■ Фрагмент обсуждения
Я что-то совсем не понял.

Если CONFIG_ACPI_THERMAL=y, то поддержка этой функции уже вкомпилена в ядро. Зачем же еще modprobe thermal?

К слову. У меня модуля thermal нет. CONFIG_ACPI_THERMAL=y, а в /proc/acpi/thermal_zone/ все равно пусто.

Комментарии?

----------

## dish

 *point212 wrote:*   

> К слову. У меня модуля thermal нет. CONFIG_ACPI_THERMAL=y, а в /proc/acpi/thermal_zone/ все равно пусто.
> 
> Комментарии?

 

А может это из-за аппартной части? Типа, нету thermal zone на матери (или на проце).....

----------

## fank

пардон, тормознул малость  :Smile: 

в любом случае, лучше пока собрать всё модулями, особенно если не знаешь что конкретно нужно (в смысле, какой модуль)

■ Список записей
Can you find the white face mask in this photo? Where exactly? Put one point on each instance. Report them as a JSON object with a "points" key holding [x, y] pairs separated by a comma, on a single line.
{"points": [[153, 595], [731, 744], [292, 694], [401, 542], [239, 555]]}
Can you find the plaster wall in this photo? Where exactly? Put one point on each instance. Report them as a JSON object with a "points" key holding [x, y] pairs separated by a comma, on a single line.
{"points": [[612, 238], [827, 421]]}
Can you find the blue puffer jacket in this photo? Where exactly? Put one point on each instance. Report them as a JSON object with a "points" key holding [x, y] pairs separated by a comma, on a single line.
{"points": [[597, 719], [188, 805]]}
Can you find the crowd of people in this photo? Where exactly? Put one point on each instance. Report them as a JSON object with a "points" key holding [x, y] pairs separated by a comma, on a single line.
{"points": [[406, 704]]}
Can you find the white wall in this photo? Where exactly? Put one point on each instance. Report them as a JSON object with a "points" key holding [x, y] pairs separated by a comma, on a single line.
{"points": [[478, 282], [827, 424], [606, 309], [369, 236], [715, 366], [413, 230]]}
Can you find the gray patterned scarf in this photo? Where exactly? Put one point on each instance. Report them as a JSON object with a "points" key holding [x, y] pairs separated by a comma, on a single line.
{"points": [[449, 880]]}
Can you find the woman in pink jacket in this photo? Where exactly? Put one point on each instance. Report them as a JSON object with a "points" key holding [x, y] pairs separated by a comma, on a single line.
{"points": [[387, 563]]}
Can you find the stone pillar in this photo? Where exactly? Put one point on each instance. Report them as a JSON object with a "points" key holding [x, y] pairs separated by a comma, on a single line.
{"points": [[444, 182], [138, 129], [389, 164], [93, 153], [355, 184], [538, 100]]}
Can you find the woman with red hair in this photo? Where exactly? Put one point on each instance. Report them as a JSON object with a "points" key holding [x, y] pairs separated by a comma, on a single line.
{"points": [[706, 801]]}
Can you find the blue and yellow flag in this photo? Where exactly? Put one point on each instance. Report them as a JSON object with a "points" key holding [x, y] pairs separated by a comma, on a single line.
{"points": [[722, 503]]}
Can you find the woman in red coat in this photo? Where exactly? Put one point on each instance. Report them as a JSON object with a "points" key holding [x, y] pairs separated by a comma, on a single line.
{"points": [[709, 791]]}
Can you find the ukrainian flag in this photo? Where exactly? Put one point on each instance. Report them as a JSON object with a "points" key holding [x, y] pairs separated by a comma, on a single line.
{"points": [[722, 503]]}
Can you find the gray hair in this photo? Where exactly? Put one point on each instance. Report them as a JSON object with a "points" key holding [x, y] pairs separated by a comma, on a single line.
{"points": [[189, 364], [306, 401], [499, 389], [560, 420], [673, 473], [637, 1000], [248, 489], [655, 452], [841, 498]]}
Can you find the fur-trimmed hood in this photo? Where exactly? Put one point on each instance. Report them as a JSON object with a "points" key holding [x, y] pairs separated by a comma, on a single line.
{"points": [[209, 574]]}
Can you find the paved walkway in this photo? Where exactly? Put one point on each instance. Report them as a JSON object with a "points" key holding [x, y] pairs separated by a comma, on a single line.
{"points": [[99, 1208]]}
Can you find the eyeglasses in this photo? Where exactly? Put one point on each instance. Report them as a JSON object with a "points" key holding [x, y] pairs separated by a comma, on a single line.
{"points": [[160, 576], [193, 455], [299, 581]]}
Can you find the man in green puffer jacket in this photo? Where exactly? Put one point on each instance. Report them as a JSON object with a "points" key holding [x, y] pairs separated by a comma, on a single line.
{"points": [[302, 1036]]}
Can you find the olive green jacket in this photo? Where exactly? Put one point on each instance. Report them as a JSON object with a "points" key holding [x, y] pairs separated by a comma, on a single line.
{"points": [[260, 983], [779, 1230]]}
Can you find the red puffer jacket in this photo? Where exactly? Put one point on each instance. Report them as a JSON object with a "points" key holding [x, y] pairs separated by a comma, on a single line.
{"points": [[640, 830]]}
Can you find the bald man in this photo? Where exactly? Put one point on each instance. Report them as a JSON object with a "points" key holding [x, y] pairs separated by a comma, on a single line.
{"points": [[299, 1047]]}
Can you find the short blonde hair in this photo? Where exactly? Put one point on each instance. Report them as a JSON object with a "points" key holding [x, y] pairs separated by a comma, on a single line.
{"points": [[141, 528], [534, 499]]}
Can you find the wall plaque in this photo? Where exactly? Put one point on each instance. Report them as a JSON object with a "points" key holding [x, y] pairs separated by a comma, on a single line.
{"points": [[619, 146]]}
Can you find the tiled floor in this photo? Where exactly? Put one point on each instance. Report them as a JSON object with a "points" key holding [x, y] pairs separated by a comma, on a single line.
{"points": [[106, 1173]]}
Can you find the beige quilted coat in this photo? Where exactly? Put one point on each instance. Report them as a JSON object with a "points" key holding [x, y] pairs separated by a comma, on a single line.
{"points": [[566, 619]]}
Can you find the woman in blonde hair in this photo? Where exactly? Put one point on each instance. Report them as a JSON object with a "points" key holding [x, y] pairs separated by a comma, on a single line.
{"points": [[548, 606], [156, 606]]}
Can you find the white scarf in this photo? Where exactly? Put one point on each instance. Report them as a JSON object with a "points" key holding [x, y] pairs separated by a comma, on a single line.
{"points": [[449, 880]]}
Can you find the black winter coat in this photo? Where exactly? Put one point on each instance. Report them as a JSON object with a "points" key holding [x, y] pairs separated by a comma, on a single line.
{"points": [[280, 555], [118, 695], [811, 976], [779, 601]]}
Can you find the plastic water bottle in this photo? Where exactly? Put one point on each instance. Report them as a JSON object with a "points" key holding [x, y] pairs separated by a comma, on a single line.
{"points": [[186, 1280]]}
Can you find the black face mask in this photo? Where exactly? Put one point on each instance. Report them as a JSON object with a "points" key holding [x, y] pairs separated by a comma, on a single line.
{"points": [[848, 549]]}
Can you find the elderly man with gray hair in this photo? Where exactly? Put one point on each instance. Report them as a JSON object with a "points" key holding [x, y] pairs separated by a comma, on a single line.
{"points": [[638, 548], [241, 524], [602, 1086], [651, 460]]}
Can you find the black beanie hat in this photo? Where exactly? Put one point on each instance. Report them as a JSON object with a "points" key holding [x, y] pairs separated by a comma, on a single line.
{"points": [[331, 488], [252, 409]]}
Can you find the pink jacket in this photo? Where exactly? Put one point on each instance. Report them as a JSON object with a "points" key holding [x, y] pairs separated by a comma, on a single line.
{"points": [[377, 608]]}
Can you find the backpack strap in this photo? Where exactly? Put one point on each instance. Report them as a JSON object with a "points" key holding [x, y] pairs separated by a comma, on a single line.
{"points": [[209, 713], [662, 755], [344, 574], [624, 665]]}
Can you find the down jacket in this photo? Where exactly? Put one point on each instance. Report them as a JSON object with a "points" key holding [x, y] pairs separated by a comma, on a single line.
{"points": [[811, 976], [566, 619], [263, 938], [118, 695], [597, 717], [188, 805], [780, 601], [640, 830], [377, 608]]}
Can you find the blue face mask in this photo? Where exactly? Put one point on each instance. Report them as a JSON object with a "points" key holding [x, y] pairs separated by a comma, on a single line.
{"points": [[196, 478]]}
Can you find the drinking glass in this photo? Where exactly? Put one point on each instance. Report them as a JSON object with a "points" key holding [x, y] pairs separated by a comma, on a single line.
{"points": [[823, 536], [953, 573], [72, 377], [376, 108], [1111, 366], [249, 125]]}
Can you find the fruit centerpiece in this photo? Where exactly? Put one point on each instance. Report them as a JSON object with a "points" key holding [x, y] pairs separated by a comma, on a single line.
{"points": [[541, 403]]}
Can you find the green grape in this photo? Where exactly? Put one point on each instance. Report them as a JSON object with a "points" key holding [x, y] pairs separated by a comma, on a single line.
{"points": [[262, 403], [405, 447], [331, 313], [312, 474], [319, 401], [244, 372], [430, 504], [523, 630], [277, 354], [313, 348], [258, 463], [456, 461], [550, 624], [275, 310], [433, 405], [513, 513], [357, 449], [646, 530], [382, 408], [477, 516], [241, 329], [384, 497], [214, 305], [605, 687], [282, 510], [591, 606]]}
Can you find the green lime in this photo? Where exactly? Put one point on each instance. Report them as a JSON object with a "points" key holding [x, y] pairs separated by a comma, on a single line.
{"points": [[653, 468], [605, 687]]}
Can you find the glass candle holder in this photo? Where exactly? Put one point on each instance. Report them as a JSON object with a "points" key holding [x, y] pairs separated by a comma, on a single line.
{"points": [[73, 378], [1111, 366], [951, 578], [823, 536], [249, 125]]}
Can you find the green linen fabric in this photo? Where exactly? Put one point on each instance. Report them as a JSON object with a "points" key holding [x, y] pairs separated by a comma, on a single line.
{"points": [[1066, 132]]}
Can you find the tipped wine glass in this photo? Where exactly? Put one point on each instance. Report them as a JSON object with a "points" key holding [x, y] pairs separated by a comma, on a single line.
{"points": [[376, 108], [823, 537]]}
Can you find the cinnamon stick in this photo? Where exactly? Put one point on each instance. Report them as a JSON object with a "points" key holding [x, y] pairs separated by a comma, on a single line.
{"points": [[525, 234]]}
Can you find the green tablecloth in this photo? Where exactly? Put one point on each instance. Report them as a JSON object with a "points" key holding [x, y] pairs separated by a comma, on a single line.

■ Задание 1
Что в обсуждении советует fank, если не знаешь, какой именно модуль нужен?
■ Задание 2
Процитируйте из обсуждения фрагмент, который начинается словами «пардон, тормознул малость» и заканчивается словами «смысле, какой модуль)».

■ Ответ 1
Пока собрать всё модулями.

■ Ответ 2
пардон, тормознул малость  :Smile: 

в любом случае, лучше пока собрать всё модулями, особенно если не знаешь что конкретно нужно (в смысле, какой модуль)